O Estado de S. Paulo.
Precisamos nos alçar até o degrau superior de uma escada para de lá delinear um horizonte que nos sirva como meta e aspiração
Se o número de ministérios do governo que
ora se inicia for uma boa indicação da qualidade do programa que ele pretende
implementar, estamos feitos; teremos um governo supimpa.
Infelizmente, no Brasil, em geral acontece o contrário; o presidente quebra a cabeça para encaixar três dúzias de aliados nos ministérios e depois cada um sai à cata de um programa. Ignorando, na maioria dos casos, quais deveriam ser os afazeres de cada um, prefiro me manter a uma prudente distância do emaranhado programático. Abro uma exceção para a Educação. Pelo menos nessa área, atrevo-me a pensar que o governo entrante têm ciência de que a situação brasileira é catastrófica, não comportando reforminhas encabuladas como as que temos tido há séculos.
É patente que não temos – nem o governo nem
nós, cá na planície –, sequer um esboço aceitável do que precisa ser feito.
Mas, relembrando o saboroso conselho de Lewis Carroll, “para quem não sabe
aonde quer ir, qualquer caminho serve”. Esse, realmente, é o problema. Faz
décadas que martelamos uma verdade elementar – não conhecemos o Brasil. Verdade
já enunciada em incontáveis versões, mas hoje peço vênia para oferecer mais
uma. Sugiro que não sabemos aonde queremos ir porque não nos debruçamos sobre
questões inarredáveis como a de nossa capacidade de agir como povo, de nos
organizarmos, de nos alçarmos até o degrau superior de uma escada para de lá
delinear de forma realista um horizonte que nos sirva como meta e aspiração.

——————

■ **Tarefas a cumprir**:
[a] Reescreva o trecho do texto sobre o Brasil e a educação que começa com as palavras “Precisamos nos alçar” e termina com “um governo supimpa.”, substituindo “supimpa” por “excelente”.
[b] Como você daria continuidade ao texto sobre o Brasil e a educação a partir da última frase apresentada?

■ **Trecho de um conjunto de dados**:

——————

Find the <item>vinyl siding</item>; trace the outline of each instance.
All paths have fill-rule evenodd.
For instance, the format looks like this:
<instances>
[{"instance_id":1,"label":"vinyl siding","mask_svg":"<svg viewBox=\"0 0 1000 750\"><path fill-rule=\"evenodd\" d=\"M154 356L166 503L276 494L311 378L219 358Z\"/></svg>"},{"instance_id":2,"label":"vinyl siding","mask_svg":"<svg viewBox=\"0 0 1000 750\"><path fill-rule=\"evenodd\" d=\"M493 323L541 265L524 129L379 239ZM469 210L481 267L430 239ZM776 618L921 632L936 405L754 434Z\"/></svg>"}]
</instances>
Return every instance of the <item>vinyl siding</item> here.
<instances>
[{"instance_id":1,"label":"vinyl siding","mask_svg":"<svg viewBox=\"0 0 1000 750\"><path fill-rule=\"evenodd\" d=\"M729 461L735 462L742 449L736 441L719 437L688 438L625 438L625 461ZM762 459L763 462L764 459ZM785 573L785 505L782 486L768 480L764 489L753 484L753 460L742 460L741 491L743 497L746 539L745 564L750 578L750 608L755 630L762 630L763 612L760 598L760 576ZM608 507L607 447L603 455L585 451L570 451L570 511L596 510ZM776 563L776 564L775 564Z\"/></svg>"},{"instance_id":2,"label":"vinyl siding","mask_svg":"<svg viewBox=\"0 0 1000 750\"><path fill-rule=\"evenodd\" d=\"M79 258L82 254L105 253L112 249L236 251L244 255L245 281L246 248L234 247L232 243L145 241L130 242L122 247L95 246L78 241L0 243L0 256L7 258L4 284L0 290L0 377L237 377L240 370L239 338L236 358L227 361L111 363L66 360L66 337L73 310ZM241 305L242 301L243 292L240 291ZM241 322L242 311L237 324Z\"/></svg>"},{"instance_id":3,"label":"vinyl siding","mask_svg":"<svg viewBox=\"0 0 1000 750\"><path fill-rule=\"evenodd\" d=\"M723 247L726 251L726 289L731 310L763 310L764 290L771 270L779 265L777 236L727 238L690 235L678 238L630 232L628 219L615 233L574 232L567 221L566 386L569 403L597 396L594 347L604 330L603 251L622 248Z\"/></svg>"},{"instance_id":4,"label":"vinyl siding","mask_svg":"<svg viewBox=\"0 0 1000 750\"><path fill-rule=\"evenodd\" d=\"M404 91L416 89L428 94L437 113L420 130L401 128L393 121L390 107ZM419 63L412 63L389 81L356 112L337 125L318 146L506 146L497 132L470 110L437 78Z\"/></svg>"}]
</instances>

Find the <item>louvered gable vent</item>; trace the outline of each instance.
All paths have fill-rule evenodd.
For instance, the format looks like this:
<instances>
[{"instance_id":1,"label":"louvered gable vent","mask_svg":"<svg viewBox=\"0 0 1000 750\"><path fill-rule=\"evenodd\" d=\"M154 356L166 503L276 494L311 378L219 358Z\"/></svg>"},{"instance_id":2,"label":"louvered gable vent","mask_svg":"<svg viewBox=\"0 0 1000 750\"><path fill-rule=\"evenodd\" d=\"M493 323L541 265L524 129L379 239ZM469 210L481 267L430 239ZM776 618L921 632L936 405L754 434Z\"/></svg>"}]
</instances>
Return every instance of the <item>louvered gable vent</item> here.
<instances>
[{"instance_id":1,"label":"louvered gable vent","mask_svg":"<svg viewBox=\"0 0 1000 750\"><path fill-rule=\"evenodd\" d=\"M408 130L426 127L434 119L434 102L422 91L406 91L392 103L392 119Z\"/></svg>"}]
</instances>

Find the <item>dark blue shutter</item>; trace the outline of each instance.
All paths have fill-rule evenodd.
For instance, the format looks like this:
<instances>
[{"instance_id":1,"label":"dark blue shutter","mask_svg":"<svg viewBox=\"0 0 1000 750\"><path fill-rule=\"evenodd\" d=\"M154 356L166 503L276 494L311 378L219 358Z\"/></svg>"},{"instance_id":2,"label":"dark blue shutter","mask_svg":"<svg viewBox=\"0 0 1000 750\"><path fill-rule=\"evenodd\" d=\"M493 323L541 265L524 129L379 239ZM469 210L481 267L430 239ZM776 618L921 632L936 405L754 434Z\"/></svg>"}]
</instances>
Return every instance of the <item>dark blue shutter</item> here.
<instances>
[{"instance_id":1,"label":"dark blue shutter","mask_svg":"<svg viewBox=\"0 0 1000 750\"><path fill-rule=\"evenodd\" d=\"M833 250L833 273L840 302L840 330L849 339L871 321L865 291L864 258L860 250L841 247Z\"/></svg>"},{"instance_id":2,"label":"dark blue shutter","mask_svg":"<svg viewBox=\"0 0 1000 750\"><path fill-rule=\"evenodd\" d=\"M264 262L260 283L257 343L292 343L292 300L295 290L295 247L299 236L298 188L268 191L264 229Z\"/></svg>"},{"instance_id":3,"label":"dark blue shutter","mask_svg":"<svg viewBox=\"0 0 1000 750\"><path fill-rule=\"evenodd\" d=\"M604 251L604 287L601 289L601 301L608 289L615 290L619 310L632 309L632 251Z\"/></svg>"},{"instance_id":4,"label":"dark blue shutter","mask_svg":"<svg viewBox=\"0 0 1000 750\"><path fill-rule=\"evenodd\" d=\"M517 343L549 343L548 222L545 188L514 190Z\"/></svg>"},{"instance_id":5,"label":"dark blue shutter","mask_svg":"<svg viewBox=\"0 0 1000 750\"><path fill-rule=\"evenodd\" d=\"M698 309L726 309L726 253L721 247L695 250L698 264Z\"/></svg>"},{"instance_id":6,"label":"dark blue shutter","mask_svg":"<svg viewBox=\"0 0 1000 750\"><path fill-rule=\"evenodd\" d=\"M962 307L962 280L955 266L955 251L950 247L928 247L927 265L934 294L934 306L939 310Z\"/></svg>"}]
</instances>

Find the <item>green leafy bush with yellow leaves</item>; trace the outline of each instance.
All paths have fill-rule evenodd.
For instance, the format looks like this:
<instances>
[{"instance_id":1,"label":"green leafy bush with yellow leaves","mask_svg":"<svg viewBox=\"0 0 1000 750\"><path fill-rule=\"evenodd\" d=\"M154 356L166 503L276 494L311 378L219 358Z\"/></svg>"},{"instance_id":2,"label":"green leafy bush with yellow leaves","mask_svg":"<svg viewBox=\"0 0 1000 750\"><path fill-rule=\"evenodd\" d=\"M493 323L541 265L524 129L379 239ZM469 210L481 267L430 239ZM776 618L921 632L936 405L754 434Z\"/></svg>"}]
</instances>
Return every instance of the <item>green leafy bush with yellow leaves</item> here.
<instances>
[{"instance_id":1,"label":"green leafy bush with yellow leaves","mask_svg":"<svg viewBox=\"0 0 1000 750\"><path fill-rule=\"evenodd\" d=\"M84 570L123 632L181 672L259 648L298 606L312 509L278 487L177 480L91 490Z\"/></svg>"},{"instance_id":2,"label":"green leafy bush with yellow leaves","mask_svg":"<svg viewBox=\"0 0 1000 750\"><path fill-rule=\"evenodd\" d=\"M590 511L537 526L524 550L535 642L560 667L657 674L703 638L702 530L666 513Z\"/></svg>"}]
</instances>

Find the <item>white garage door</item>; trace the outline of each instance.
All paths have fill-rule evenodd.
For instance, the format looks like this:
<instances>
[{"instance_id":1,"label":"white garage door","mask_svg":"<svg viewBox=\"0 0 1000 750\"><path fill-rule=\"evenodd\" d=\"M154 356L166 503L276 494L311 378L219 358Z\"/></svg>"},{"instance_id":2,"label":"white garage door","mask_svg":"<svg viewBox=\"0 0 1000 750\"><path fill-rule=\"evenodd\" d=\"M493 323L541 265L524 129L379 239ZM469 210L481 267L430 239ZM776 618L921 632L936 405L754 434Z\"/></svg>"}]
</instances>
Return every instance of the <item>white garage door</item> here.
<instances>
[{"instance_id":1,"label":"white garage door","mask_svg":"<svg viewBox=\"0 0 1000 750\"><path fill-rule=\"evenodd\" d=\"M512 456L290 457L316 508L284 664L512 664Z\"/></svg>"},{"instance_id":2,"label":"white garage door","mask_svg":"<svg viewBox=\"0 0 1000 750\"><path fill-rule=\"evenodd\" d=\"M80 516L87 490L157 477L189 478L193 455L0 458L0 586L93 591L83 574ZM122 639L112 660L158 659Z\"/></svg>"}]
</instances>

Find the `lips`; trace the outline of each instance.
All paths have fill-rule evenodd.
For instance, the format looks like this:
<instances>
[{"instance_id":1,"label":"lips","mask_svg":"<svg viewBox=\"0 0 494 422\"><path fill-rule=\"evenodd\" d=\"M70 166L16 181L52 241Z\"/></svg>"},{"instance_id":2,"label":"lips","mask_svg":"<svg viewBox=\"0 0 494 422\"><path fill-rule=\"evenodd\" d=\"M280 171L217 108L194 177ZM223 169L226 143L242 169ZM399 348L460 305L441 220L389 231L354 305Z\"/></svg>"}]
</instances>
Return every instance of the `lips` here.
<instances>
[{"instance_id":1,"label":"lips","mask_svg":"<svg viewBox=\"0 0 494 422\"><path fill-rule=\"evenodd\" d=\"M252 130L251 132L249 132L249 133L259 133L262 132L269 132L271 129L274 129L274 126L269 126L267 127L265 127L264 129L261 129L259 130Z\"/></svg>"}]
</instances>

——————

■ **Resultados por tarefa**:
[a]
Precisamos nos alçar até o degrau superior de uma escada para de lá delinear um horizonte que nos sirva como meta e aspiração
Se o número de ministérios do governo que
ora se inicia for uma boa indicação da qualidade do programa que ele pretende
implementar, estamos feitos; teremos um governo excelente.

[b]
Admitamos, para abreviar a conversa, que
não temos chance alguma de atingir o nível de vida da Alemanha ou dos Estados
Unidos. Compreensivo, relembro o ideal do “Brasil Grande Potência” dos tempos
do general Ernesto Geisel, mas apresso-me a fugir dele, pois meu medo, no
momento, é o de que venhamos a perder mais uma ou duas décadas. Os economistas
talvez possam estimar de uma maneira mais precisa o lapso de tempo de que
precisaríamos para nos igualarmos à Alemanha de hoje. Uns 300 anos, suponho,
mas ela já estará bem à frente se e quando lá chegarmos. Especular sobre os
Estados Unidos parece mais simples. Nesta década, nossa renda anual por
habitante deve estar em torno de um quarto da do Mississippi, o Estado mais
pobre da federação norte-americana. Não tenho em mãos os dados necessários para
uma comparação adequada, mas lembro que os 10% mais ricos do Brasil detêm algo
como 55% da riqueza e da renda de nosso país. Essa marca, desconfio que nem o
Alabama é capaz de atingir.
Estamos, pois, numa encruzilhada. Podemos
insistir no projeto do Brasil Grande Potência – pelo menos é certo que podemos
suprir alimentos e outras commodities para o mundo todo. O problema é que no
mínimo metade de nossa população em idade escolar está num nível provavelmente
inferior ao do Alabama e do Mississippi; e esse problema nem um milagre
resolveria, pois de nada adiantaria educarmos tal multidão em poucos anos, se
não tivermos como oferecer-lhe empregos estáveis e razoavelmente bem
remunerados. Nesse particular, convém lembrar que nossa pujante agricultura já
não cria tantos empregos, e que o setor industrial, que já representou 27% do
PIB, hoje anda pela casa dos 11%.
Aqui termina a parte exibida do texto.